- The task
Reproduce the listing below line for line, without changing a single character.

- Stored rows
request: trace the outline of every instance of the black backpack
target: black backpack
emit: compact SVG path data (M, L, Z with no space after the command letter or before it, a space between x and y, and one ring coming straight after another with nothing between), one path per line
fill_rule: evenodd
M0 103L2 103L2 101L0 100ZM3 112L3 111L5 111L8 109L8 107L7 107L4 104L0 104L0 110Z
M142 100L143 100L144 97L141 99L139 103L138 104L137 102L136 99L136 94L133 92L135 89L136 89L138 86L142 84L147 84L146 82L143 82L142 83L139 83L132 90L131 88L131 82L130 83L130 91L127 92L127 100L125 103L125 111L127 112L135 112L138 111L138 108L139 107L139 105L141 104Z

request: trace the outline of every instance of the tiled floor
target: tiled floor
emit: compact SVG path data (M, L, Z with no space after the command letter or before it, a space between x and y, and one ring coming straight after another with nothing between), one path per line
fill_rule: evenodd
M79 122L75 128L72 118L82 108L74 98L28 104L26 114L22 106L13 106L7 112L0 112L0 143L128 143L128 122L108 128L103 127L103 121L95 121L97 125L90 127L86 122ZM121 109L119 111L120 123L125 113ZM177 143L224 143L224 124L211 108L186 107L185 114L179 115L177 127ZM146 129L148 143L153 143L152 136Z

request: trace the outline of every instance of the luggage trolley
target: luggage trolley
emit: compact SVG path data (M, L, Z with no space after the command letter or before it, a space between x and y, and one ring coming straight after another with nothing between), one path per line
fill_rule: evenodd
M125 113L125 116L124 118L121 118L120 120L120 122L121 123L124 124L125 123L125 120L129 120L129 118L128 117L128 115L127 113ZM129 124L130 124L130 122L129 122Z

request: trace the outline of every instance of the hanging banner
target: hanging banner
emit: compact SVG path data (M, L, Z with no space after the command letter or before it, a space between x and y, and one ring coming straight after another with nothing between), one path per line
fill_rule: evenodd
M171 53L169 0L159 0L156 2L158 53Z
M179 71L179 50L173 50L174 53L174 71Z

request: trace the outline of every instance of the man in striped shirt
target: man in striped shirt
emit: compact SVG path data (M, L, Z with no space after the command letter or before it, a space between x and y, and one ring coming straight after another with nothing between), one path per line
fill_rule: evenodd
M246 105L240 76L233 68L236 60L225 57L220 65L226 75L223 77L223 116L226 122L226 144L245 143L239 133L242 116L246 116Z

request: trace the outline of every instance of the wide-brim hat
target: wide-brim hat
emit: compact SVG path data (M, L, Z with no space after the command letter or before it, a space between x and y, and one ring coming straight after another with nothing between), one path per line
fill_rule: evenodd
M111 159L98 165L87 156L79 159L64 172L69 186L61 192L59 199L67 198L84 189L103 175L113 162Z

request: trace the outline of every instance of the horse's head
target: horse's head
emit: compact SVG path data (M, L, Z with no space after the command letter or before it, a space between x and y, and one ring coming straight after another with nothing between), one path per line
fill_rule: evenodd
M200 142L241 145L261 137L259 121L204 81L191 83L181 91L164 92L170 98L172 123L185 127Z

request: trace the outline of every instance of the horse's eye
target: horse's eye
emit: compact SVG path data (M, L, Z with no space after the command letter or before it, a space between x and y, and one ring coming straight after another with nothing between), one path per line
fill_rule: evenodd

- Exercise solution
request: trace the outline of every instance of the black backpack
target: black backpack
emit: compact SVG path data (M, L, Z with no space after the command letter or before it, a space between x and y, and one ring coming straight after another with nothing between), one path per line
fill_rule: evenodd
M0 103L2 103L2 101L0 100ZM3 112L3 111L5 111L8 109L8 107L7 107L4 104L0 104L0 110Z
M142 100L143 100L144 97L141 99L139 103L138 104L137 102L136 99L136 94L133 92L135 89L136 89L138 86L142 84L147 84L146 82L143 82L142 83L139 83L132 90L131 88L131 82L130 83L130 91L127 92L127 100L125 103L125 111L127 112L135 112L138 111L138 108L139 107L139 105L141 104Z

request: trace the outline of every instance of the tiled floor
target: tiled floor
emit: compact SVG path data (M, L, Z with no space after the command letter or before it, a space between x and y, and one ring coming straight after another with nothing between), one path per line
fill_rule: evenodd
M79 122L75 128L72 118L82 108L74 98L28 104L26 114L22 106L13 106L7 112L0 112L0 143L128 143L128 122L108 128L103 127L103 121L95 121L97 125L90 127L86 122ZM121 109L119 111L120 123L125 113ZM177 143L224 143L224 124L211 108L186 107L185 114L179 115L177 127ZM146 129L148 143L153 143L152 136Z

request: trace the outline of every instance of the luggage trolley
target: luggage trolley
emit: compact SVG path data (M, L, Z with no space after the command letter or before it, a space between x and y, and one ring coming straight after another with nothing between), one path per line
fill_rule: evenodd
M125 113L125 116L124 118L121 118L120 120L120 122L121 123L124 124L125 123L125 120L129 120L129 118L128 117L128 115L127 113ZM129 124L130 124L130 122L129 122Z

request: trace the outline of every instance of the hanging banner
target: hanging banner
emit: compact SVG path data (M, L, Z with no space after the command letter or before it, a space between x and y, and one ring coming straight after another with nothing between), one path per line
fill_rule: evenodd
M171 53L169 0L159 0L156 2L158 53Z
M179 71L179 50L173 50L174 53L174 71Z

request: trace the outline of every instance of the man in striped shirt
target: man in striped shirt
emit: compact SVG path data (M, L, Z with no space after the command letter or before it, a space between x and y, and one ring coming straight after another with nothing between), one path per line
fill_rule: evenodd
M246 105L240 76L233 68L236 60L225 57L220 65L226 75L223 77L223 116L226 122L226 144L245 143L239 133L242 116L246 116Z

request: trace the outline of every instance of the wide-brim hat
target: wide-brim hat
emit: compact SVG path data (M, L, Z with no space after the command letter or before it, a space between x and y, and one ring coming straight after another with nothing between), one path per line
fill_rule: evenodd
M111 159L98 165L87 156L79 159L64 172L69 186L61 192L59 199L67 198L84 189L103 175L113 162Z

request: trace the outline of every instance of the horse's head
target: horse's head
emit: compact SVG path data (M, L, Z with no space after the command letter or before it, a space between x and y, and one ring coming straight after another with nothing between), one path per line
fill_rule: evenodd
M200 142L241 145L261 137L259 121L204 81L191 83L181 91L164 92L170 98L172 123L185 127Z

request: trace the outline of every instance of the horse's eye
target: horse's eye
emit: compact SVG path data (M, L, Z with no space after the command letter or before it, a space between x and y, and one ring coming straight after another with nothing between), one path per line
fill_rule: evenodd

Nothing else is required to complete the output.